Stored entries

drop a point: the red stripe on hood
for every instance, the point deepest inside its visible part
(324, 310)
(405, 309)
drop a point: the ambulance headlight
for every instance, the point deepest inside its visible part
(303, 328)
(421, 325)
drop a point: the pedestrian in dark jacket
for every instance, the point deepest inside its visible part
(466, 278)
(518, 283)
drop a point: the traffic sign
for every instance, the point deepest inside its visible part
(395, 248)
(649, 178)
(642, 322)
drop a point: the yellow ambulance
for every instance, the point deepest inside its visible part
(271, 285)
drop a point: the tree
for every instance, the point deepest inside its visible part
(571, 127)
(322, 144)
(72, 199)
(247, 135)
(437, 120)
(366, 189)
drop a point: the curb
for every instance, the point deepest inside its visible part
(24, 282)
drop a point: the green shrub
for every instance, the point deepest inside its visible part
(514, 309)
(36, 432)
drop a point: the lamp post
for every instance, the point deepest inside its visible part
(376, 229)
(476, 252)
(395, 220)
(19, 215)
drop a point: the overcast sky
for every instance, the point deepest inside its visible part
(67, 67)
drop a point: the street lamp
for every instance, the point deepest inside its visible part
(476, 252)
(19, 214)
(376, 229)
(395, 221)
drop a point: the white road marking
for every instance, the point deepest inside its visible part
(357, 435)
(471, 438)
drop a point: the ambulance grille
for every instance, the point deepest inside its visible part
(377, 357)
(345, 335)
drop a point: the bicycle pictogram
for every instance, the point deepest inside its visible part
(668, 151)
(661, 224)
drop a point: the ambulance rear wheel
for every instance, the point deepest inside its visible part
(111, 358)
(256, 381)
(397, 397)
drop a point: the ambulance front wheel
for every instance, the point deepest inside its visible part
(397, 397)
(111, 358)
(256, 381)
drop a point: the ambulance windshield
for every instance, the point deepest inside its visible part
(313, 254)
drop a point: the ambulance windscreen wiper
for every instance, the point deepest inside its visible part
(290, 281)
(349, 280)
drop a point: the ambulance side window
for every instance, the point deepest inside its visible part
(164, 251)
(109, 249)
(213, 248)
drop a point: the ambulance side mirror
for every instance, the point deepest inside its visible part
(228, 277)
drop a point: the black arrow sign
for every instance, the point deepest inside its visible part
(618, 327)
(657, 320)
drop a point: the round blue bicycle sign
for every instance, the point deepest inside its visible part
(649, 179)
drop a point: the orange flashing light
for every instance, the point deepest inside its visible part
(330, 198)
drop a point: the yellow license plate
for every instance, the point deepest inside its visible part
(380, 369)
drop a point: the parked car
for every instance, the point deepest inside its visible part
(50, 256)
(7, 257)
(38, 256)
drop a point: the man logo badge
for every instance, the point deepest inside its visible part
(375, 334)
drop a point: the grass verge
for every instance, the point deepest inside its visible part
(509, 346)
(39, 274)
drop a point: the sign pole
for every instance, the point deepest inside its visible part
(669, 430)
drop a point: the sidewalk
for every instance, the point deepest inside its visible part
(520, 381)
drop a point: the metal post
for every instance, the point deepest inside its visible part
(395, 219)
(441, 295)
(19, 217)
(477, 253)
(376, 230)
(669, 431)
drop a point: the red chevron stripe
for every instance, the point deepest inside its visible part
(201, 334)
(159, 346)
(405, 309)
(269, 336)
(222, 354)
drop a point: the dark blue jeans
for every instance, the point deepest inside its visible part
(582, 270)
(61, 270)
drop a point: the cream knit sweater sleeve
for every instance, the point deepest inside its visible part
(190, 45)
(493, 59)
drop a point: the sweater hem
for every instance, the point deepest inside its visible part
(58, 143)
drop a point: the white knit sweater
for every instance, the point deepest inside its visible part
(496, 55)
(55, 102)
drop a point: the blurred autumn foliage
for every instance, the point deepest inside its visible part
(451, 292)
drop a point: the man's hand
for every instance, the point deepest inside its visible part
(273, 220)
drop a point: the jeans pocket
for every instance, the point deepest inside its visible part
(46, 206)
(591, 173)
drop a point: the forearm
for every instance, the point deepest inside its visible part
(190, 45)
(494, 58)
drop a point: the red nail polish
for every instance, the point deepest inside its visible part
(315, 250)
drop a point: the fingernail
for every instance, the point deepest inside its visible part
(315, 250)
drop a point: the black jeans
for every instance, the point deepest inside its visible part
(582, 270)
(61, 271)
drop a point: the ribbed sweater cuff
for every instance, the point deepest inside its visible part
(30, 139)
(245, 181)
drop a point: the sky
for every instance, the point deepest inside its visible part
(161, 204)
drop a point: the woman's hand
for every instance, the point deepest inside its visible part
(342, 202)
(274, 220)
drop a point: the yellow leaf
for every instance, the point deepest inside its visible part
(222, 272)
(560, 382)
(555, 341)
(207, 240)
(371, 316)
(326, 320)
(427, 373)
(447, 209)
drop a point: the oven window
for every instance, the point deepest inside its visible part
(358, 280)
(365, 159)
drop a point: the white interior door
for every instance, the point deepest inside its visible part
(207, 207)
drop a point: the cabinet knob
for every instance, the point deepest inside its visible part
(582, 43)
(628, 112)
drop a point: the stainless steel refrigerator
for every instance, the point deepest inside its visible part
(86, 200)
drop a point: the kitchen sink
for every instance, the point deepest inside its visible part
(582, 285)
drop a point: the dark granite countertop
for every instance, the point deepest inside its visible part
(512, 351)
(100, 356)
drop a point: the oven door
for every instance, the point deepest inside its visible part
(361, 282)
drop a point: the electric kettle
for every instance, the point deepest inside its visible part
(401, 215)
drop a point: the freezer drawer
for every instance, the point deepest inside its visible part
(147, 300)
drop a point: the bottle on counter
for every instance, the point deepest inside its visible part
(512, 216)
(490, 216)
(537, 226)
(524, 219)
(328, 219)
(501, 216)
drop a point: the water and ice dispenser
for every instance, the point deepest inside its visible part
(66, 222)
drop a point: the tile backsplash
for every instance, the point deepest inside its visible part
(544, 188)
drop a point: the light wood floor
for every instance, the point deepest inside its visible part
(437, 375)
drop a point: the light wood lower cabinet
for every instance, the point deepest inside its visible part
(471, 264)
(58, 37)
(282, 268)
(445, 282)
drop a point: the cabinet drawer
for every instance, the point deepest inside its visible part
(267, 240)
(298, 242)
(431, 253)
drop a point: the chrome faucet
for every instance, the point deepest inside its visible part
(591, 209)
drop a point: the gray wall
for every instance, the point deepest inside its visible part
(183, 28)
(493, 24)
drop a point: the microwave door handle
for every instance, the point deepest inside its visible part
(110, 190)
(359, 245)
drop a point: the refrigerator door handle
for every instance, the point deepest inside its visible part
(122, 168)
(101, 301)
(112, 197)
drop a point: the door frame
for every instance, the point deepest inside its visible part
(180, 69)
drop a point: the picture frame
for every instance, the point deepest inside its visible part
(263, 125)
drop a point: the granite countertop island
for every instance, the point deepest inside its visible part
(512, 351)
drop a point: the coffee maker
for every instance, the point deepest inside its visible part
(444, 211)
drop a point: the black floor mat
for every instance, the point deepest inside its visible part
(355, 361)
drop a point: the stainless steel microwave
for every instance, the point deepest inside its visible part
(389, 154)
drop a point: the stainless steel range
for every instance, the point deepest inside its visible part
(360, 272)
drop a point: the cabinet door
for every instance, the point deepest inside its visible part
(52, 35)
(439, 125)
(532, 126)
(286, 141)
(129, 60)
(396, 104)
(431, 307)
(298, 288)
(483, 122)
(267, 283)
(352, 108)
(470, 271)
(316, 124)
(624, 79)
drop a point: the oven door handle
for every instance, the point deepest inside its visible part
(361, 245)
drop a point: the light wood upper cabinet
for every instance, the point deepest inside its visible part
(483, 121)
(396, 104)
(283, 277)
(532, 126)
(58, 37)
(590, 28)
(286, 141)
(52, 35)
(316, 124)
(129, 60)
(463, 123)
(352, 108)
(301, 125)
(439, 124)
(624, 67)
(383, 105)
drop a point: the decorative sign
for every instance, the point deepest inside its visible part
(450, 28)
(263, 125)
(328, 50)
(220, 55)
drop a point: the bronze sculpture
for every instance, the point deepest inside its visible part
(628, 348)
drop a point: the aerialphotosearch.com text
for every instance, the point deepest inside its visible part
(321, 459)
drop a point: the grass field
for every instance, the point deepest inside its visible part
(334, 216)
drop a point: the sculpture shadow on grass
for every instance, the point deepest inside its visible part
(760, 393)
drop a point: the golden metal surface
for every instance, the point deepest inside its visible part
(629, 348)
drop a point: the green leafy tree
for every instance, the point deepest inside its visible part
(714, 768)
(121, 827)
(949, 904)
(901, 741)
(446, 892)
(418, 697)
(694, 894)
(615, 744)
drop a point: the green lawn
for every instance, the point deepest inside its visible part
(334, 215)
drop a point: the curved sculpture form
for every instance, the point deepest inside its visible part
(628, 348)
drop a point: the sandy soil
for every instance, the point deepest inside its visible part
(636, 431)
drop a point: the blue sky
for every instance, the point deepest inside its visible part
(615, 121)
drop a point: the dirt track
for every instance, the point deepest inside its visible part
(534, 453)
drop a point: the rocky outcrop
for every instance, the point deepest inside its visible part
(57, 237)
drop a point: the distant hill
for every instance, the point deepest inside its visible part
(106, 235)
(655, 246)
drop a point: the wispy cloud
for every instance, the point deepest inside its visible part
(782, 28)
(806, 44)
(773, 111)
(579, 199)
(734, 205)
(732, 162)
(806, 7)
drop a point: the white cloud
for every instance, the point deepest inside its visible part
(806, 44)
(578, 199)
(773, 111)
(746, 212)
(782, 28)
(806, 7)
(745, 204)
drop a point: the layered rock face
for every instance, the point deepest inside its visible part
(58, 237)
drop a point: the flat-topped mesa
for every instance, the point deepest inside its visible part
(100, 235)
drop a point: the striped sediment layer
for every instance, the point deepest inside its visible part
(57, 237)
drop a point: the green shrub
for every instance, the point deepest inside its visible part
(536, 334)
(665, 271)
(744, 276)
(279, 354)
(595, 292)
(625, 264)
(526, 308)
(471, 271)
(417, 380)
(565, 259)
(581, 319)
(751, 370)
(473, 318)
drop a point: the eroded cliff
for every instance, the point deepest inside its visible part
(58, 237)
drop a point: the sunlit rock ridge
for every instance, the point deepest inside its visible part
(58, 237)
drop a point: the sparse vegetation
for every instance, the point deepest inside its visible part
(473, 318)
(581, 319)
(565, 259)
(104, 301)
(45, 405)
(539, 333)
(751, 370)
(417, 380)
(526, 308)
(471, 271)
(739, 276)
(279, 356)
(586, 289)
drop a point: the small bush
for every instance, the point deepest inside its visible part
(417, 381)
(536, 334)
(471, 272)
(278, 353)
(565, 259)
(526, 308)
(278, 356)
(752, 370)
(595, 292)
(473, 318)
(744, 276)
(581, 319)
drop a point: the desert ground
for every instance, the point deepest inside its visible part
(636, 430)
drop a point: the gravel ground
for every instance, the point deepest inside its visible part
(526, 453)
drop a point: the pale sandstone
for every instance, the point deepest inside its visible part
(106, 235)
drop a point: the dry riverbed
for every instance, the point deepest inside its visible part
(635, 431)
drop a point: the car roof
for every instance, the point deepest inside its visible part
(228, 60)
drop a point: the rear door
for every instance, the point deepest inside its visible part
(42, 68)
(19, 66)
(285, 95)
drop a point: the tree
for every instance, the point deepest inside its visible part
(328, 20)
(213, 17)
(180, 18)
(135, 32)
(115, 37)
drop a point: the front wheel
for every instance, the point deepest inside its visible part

Work item
The answer must consist of every line from the records above that holds "wood".

Task output
drop a point: the light wood floor
drop a point: the light wood lower cabinet
drop a point: the light wood upper cabinet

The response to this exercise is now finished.